- **TEXTAUSZUG**:
'''
29.12.2019

Tami Fischer - Sinking Ships (Flechter University 2)

384 Seiten, erschienen als eBook und Klappenbroschur am 04.11.2019 im Knaur-Verlag
 „Niemand vollbringt eine gute Tat, ohne insgeheim darauf zu hoffen, etwas im Gegenzug zu erhalten. So funktioniert die Welt nun mal. Nichts ist umsonst. Überall gab es das Kleingedruckte zu beachten.“
(Carla in Sinking Ships)

Worum geht’s?
'''
Datensatzzeilen zum Zeigen auf Objekte:
'''
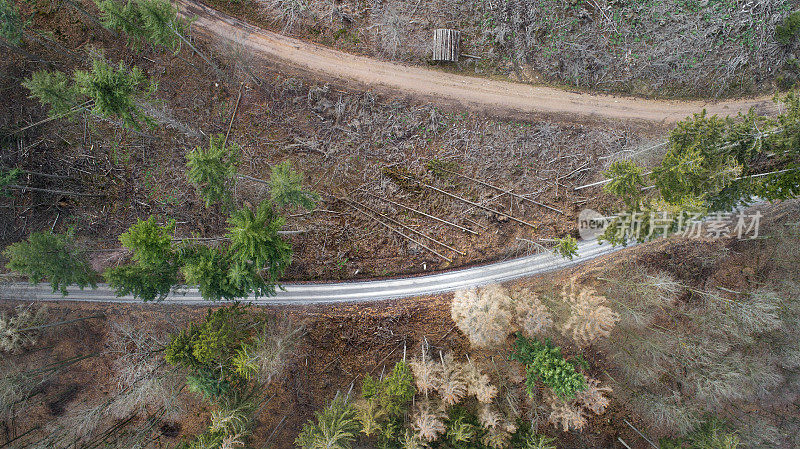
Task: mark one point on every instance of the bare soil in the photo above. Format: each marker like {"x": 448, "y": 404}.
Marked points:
{"x": 344, "y": 342}
{"x": 496, "y": 97}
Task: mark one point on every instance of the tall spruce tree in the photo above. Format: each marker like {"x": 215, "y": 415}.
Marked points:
{"x": 12, "y": 25}
{"x": 286, "y": 188}
{"x": 155, "y": 268}
{"x": 256, "y": 245}
{"x": 55, "y": 257}
{"x": 212, "y": 170}
{"x": 114, "y": 91}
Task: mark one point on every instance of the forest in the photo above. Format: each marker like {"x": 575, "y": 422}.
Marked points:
{"x": 145, "y": 159}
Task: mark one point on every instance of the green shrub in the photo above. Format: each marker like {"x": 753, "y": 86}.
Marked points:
{"x": 207, "y": 350}
{"x": 151, "y": 244}
{"x": 626, "y": 182}
{"x": 208, "y": 385}
{"x": 256, "y": 246}
{"x": 210, "y": 345}
{"x": 788, "y": 31}
{"x": 336, "y": 427}
{"x": 147, "y": 283}
{"x": 286, "y": 188}
{"x": 544, "y": 362}
{"x": 155, "y": 268}
{"x": 210, "y": 270}
{"x": 712, "y": 434}
{"x": 387, "y": 402}
{"x": 566, "y": 247}
{"x": 212, "y": 170}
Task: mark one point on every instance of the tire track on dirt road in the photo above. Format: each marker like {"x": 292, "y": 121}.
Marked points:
{"x": 499, "y": 98}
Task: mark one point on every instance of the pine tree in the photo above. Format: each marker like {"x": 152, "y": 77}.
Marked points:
{"x": 286, "y": 188}
{"x": 114, "y": 91}
{"x": 566, "y": 247}
{"x": 159, "y": 19}
{"x": 255, "y": 241}
{"x": 55, "y": 257}
{"x": 54, "y": 89}
{"x": 213, "y": 170}
{"x": 626, "y": 182}
{"x": 210, "y": 269}
{"x": 155, "y": 268}
{"x": 11, "y": 23}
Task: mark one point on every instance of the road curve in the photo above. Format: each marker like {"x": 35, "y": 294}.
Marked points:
{"x": 490, "y": 96}
{"x": 343, "y": 292}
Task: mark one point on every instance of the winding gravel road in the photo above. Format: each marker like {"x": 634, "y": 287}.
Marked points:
{"x": 489, "y": 96}
{"x": 360, "y": 291}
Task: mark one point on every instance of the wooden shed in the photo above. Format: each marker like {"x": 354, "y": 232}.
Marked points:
{"x": 446, "y": 44}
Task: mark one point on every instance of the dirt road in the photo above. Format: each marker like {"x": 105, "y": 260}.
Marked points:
{"x": 356, "y": 291}
{"x": 498, "y": 98}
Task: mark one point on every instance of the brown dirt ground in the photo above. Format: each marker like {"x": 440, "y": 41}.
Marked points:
{"x": 344, "y": 342}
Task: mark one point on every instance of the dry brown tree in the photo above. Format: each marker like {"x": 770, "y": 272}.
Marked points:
{"x": 453, "y": 385}
{"x": 428, "y": 421}
{"x": 478, "y": 383}
{"x": 567, "y": 413}
{"x": 15, "y": 329}
{"x": 590, "y": 318}
{"x": 485, "y": 316}
{"x": 144, "y": 382}
{"x": 427, "y": 373}
{"x": 594, "y": 397}
{"x": 532, "y": 316}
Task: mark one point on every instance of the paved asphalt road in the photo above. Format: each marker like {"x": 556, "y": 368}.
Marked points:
{"x": 360, "y": 291}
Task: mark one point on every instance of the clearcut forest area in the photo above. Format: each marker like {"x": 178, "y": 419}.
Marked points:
{"x": 145, "y": 154}
{"x": 662, "y": 49}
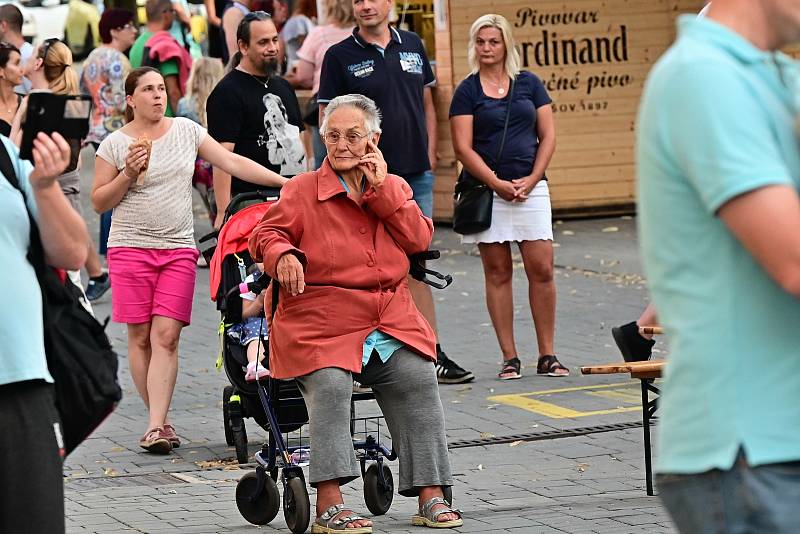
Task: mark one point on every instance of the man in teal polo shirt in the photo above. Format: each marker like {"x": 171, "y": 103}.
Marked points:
{"x": 718, "y": 163}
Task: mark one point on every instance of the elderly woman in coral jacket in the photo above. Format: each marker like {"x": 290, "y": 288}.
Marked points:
{"x": 338, "y": 242}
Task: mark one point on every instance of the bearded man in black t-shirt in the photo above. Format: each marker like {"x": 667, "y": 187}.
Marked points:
{"x": 255, "y": 113}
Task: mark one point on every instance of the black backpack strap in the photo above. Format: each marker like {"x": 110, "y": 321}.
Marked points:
{"x": 7, "y": 168}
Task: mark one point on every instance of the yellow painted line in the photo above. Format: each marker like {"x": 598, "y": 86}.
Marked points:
{"x": 627, "y": 396}
{"x": 525, "y": 401}
{"x": 579, "y": 388}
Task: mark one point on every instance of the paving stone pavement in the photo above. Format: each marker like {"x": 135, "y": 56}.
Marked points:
{"x": 593, "y": 483}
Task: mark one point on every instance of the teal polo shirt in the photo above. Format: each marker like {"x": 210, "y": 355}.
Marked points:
{"x": 718, "y": 119}
{"x": 22, "y": 354}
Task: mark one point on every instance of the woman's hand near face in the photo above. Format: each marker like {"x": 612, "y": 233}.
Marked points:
{"x": 290, "y": 274}
{"x": 373, "y": 165}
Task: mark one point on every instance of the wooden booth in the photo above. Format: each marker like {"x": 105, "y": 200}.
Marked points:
{"x": 593, "y": 57}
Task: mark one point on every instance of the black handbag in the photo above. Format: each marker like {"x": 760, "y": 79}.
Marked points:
{"x": 79, "y": 355}
{"x": 472, "y": 199}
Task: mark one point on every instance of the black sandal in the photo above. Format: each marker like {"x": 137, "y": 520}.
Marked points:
{"x": 511, "y": 370}
{"x": 548, "y": 365}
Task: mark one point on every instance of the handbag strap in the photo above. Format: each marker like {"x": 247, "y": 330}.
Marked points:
{"x": 505, "y": 126}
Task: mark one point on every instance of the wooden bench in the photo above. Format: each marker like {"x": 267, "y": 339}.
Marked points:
{"x": 646, "y": 372}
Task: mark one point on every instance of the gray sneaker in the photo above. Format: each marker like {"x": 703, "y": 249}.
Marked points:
{"x": 97, "y": 289}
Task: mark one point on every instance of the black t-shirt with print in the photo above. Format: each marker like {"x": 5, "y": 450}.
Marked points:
{"x": 263, "y": 123}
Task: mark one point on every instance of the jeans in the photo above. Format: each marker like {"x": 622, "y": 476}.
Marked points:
{"x": 742, "y": 500}
{"x": 422, "y": 186}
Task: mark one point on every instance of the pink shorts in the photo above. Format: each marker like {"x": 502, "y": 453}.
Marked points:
{"x": 147, "y": 282}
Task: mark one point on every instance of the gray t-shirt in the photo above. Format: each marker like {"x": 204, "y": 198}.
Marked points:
{"x": 158, "y": 213}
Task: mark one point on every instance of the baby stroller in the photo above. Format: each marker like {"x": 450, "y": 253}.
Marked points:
{"x": 277, "y": 405}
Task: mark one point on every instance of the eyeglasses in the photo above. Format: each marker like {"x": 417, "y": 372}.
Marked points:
{"x": 351, "y": 138}
{"x": 256, "y": 15}
{"x": 46, "y": 44}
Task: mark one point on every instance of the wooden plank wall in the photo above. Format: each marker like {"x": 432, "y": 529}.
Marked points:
{"x": 595, "y": 92}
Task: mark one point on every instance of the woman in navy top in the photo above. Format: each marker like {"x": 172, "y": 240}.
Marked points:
{"x": 521, "y": 206}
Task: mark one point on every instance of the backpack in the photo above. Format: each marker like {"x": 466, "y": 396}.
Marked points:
{"x": 79, "y": 354}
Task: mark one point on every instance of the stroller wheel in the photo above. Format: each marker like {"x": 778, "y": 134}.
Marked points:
{"x": 261, "y": 509}
{"x": 226, "y": 414}
{"x": 378, "y": 493}
{"x": 296, "y": 506}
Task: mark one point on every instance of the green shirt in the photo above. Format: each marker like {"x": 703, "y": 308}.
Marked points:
{"x": 717, "y": 120}
{"x": 168, "y": 68}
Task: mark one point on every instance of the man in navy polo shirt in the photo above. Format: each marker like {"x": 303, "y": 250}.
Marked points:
{"x": 390, "y": 67}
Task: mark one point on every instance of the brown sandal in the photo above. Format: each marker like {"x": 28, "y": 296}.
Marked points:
{"x": 511, "y": 370}
{"x": 549, "y": 364}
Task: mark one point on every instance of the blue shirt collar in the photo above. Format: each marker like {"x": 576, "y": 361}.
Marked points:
{"x": 708, "y": 30}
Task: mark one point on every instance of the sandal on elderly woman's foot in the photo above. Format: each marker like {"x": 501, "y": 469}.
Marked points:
{"x": 550, "y": 366}
{"x": 335, "y": 520}
{"x": 427, "y": 517}
{"x": 511, "y": 370}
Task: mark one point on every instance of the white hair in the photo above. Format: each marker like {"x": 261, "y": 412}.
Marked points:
{"x": 372, "y": 115}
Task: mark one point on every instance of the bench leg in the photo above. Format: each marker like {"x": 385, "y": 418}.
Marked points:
{"x": 648, "y": 461}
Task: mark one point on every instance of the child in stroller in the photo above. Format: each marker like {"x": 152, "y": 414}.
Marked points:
{"x": 251, "y": 332}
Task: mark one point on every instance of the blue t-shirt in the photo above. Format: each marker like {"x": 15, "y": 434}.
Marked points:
{"x": 718, "y": 120}
{"x": 21, "y": 330}
{"x": 395, "y": 78}
{"x": 489, "y": 116}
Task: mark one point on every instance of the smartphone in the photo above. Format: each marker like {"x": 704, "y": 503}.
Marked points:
{"x": 48, "y": 113}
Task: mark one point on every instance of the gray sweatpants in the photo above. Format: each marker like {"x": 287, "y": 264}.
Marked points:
{"x": 408, "y": 394}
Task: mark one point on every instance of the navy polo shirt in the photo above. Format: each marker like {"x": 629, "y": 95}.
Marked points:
{"x": 395, "y": 78}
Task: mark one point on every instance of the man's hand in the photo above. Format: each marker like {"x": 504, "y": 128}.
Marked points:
{"x": 290, "y": 274}
{"x": 50, "y": 158}
{"x": 373, "y": 165}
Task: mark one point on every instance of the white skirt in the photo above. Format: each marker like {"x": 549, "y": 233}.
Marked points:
{"x": 531, "y": 220}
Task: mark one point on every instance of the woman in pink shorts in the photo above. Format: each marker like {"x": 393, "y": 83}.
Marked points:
{"x": 151, "y": 251}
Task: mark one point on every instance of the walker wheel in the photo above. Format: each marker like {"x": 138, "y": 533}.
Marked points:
{"x": 264, "y": 507}
{"x": 296, "y": 506}
{"x": 378, "y": 494}
{"x": 226, "y": 415}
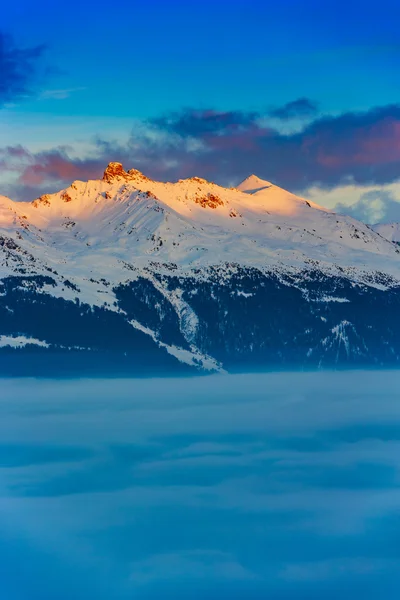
'''
- **AUFGABENSTELLUNG**:
Geben Sie aus dem Textauszug zu „Sinking Ships“ die Passage von „384 Seiten, erschienen“ bis „in Sinking Ships)“ wortgetreu wieder.

- **FERTIGE ANTWORT**:
384 Seiten, erschienen als eBook und Klappenbroschur am 04.11.2019 im Knaur-Verlag
 „Niemand vollbringt eine gute Tat, ohne insgeheim darauf zu hoffen, etwas im Gegenzug zu erhalten. So funktioniert die Welt nun mal. Nichts ist umsonst. Überall gab es das Kleingedruckte zu beachten.“
(Carla in Sinking Ships)